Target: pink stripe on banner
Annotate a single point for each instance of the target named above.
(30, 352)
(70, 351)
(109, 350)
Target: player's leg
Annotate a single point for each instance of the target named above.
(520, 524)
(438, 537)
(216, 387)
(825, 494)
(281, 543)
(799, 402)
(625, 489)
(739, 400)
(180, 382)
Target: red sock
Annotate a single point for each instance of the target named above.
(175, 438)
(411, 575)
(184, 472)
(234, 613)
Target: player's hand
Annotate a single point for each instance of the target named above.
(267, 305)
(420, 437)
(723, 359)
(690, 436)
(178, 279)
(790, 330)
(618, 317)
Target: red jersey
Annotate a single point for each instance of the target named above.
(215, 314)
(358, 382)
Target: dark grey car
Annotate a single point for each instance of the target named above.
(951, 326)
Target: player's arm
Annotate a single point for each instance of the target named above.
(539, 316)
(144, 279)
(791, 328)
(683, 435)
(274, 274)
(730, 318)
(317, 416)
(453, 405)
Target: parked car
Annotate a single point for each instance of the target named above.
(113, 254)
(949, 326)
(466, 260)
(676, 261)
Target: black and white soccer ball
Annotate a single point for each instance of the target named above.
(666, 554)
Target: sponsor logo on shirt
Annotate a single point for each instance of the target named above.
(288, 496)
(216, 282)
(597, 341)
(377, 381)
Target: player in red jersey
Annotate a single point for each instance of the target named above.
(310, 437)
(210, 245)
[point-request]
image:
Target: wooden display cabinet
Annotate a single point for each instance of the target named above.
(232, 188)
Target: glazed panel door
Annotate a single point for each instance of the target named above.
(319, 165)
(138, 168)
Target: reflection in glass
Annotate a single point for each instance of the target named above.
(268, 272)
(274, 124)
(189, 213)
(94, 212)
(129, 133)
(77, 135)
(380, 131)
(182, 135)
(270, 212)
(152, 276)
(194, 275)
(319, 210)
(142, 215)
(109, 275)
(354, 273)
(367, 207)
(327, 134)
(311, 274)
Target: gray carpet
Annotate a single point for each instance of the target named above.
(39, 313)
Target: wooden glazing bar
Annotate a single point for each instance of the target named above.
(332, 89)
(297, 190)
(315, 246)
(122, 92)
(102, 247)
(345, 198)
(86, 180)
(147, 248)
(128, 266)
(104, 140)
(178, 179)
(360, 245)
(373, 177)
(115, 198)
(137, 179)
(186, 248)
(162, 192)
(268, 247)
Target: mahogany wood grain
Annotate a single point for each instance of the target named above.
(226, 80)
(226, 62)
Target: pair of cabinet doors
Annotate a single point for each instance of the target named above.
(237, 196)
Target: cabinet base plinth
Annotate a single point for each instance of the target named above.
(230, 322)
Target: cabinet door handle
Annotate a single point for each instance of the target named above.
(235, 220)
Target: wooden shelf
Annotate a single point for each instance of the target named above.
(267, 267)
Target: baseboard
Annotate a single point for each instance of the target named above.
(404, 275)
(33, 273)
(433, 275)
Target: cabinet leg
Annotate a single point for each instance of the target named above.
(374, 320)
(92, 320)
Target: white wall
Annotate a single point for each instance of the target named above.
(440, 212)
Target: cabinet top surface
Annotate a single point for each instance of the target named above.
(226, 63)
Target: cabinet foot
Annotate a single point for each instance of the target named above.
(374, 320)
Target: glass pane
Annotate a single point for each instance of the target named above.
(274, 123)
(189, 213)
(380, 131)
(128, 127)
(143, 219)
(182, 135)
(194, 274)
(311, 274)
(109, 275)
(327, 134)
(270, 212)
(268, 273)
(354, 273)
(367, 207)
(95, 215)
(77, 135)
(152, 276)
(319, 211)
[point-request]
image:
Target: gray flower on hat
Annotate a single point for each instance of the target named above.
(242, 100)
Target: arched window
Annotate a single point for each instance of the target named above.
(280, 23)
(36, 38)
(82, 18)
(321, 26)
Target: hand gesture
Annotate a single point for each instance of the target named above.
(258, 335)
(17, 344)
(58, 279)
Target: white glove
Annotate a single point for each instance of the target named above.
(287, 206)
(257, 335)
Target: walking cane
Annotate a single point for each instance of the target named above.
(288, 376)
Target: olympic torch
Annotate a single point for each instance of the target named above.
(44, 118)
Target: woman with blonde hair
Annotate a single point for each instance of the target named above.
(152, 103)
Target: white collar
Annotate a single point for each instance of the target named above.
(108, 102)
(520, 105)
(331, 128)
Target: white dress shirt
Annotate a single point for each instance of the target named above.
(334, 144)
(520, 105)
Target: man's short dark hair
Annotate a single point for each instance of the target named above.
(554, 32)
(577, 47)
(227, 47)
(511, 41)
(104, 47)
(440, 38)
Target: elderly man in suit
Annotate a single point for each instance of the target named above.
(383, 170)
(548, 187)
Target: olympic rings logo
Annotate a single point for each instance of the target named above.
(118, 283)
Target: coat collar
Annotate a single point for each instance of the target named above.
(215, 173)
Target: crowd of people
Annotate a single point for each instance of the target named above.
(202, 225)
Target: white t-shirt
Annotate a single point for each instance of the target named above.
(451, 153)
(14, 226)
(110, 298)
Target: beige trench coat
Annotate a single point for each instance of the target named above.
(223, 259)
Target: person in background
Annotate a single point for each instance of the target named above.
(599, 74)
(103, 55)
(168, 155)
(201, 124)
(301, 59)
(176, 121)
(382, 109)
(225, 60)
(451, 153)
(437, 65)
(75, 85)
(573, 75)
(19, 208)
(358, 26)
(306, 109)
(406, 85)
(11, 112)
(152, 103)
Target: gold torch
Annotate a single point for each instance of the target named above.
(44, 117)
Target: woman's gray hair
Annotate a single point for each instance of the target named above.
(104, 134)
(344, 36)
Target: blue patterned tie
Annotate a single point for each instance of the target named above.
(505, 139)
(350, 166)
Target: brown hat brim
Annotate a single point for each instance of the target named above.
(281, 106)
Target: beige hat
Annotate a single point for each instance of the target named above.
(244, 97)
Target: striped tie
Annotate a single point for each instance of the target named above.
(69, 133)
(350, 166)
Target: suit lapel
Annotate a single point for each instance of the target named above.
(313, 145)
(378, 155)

####################

Extract every line of the records above, keeping each one unchanged.

### Task result
Target: pink stripe on banner
Annotate a single point for each instance of the target named above.
(30, 352)
(70, 351)
(109, 350)
Target: player's leg
Annotate a single point for each instance of the target named above.
(520, 524)
(438, 537)
(216, 387)
(825, 494)
(281, 543)
(799, 402)
(625, 489)
(739, 400)
(180, 382)
Target: red sock
Annotate a single point for each instance of the target named above.
(175, 438)
(411, 575)
(184, 472)
(234, 613)
Target: player's hand
Annotate a single point for each instance of the target named above.
(267, 305)
(420, 437)
(723, 359)
(690, 436)
(178, 279)
(790, 330)
(618, 317)
Target: red jersey
Annotate a single point for each instance of the target named above.
(215, 314)
(358, 382)
Target: dark grey car
Annotate a single point for each instance of the target named above.
(951, 326)
Target: player's arm
Annotate a single point for each instance of the target named above.
(539, 316)
(144, 279)
(791, 328)
(683, 435)
(274, 274)
(730, 318)
(317, 416)
(453, 405)
Target: parked car
Annotate a single point for each instance of the target named above.
(113, 254)
(949, 326)
(466, 260)
(676, 261)
Target: black and white soccer ball
Annotate a single point for each instance of the target named above.
(666, 554)
Target: sponsor logo on shirt
Annotate a single point for each instance of the target named above.
(288, 496)
(216, 282)
(597, 341)
(377, 381)
Target: player in red jersey
Annotate a single point for each instance of the target named above.
(310, 437)
(210, 245)
[point-request]
image:
Target: wooden display cabinet
Annotate a single point for each instance of the target named above.
(232, 188)
Target: glazed panel door
Annotate a single point for each instance of the target named above.
(319, 165)
(138, 168)
Target: reflection in glass
Annotate a single point for each instance of the target named above.
(268, 272)
(274, 124)
(189, 213)
(94, 212)
(129, 133)
(77, 135)
(380, 131)
(182, 135)
(270, 212)
(152, 276)
(194, 275)
(319, 210)
(142, 215)
(109, 275)
(354, 273)
(367, 207)
(327, 134)
(311, 274)
Target: gray carpet
Annotate a single point for each instance of the target named above.
(39, 313)
Target: wooden glazing bar
Annotate a single point for each instance of the target named above.
(332, 89)
(297, 190)
(315, 246)
(122, 92)
(102, 247)
(345, 198)
(86, 180)
(147, 248)
(128, 266)
(104, 140)
(178, 179)
(360, 245)
(373, 177)
(115, 198)
(137, 179)
(186, 248)
(162, 192)
(268, 247)
Target: mahogany wood grain
Annotate a single point for each instance of the target named above.
(226, 80)
(226, 62)
Target: pair of cabinet doors
Annotate a single point for each instance of the target named above.
(237, 196)
Target: cabinet base plinth
Annotate a single point for each instance of the target named above.
(230, 322)
Target: cabinet door handle
Annotate a single point for each instance of the target named above.
(235, 220)
Target: wooden shelf
Annotate a single point for each instance of the target named above.
(267, 267)
Target: baseboard
Annotate a single point for each instance of the target named above.
(404, 275)
(33, 273)
(433, 275)
Target: cabinet leg
Annotate a single point for each instance of the target named above.
(374, 320)
(92, 320)
Target: white wall
Annotate a single point for each instance of the target named above.
(440, 212)
Target: cabinet top surface
Annotate a single point for each instance of the target named above.
(226, 63)
Target: cabinet foot
Annotate a single point for each instance of the target named above.
(374, 320)
Target: glass pane
Annotate a single point for each instance of the target named above.
(274, 123)
(189, 213)
(380, 131)
(128, 127)
(143, 219)
(182, 135)
(194, 274)
(311, 274)
(109, 275)
(327, 134)
(270, 212)
(268, 273)
(354, 273)
(367, 207)
(95, 215)
(77, 135)
(152, 276)
(319, 211)
[point-request]
image:
Target: gray flower on hat
Annotate a single point for each instance of the target named above.
(242, 100)
Target: arched window
Annotate a single point for each instance of the target named above.
(280, 23)
(36, 38)
(82, 18)
(321, 26)
Target: hand gesture
Annotate a single point for each instance of the target named above.
(258, 335)
(17, 344)
(58, 279)
Target: white glove
Annotate a single point for each instance of the target named above.
(287, 206)
(257, 335)
Target: walking cane
Annotate a single point for each instance of the target named above.
(288, 376)
Target: olympic torch
Annotate a single point for each instance of the target named above.
(44, 118)
Target: woman with blonde hair
Annotate a single point for each instance of the target named above.
(152, 103)
Target: white collar
Annotate a single point for each instance of the target named above.
(108, 102)
(520, 105)
(331, 128)
Target: white dress shirt
Annotate a single point for each instance of the target named above.
(334, 144)
(520, 105)
Target: man's short dark hair
Annotate a single point for each instance of the target named above.
(554, 32)
(577, 47)
(227, 47)
(511, 41)
(104, 47)
(440, 38)
Target: elderly man in suit
Annotate a single point for each instance of the target named above.
(383, 170)
(548, 187)
Target: olympic rings logo
Annotate a single point for each instance of the target named above.
(118, 283)
Target: coat collar
Annotate a single point for each instance of the target named above.
(215, 173)
Target: crowd of people
Annotate a single point for each instance of the target named above.
(202, 225)
Target: white t-shirt
Annotate a single point for each instance of the target named above.
(451, 153)
(14, 226)
(110, 298)
Target: beige trench coat
Annotate a single point for each instance of the target named above.
(223, 259)
Target: person in background
Annotate a single point for each instance of the target named above.
(599, 74)
(103, 55)
(168, 155)
(201, 124)
(301, 59)
(176, 121)
(382, 109)
(225, 60)
(451, 153)
(437, 65)
(75, 85)
(573, 75)
(19, 208)
(358, 26)
(306, 109)
(406, 85)
(11, 112)
(152, 103)
Target: gold torch
Annotate a single point for each instance of the target named above.
(44, 117)
Target: woman's gray hair
Annotate a single point for each instance of the target named above.
(104, 134)
(344, 36)
Target: blue patterned tie
Annotate a single point for each instance of the target named above.
(505, 139)
(350, 166)
Target: brown hat brim
Annotate a single point for each instance of the target named above.
(281, 106)
Target: beige hat
Annotate a single point for each instance of the target named above.
(244, 97)
Target: striped tie
Annotate a single point for each instance of the target named above.
(69, 133)
(350, 166)
Target: suit lapel
Annotate a single point for each instance of the target named above.
(313, 145)
(378, 155)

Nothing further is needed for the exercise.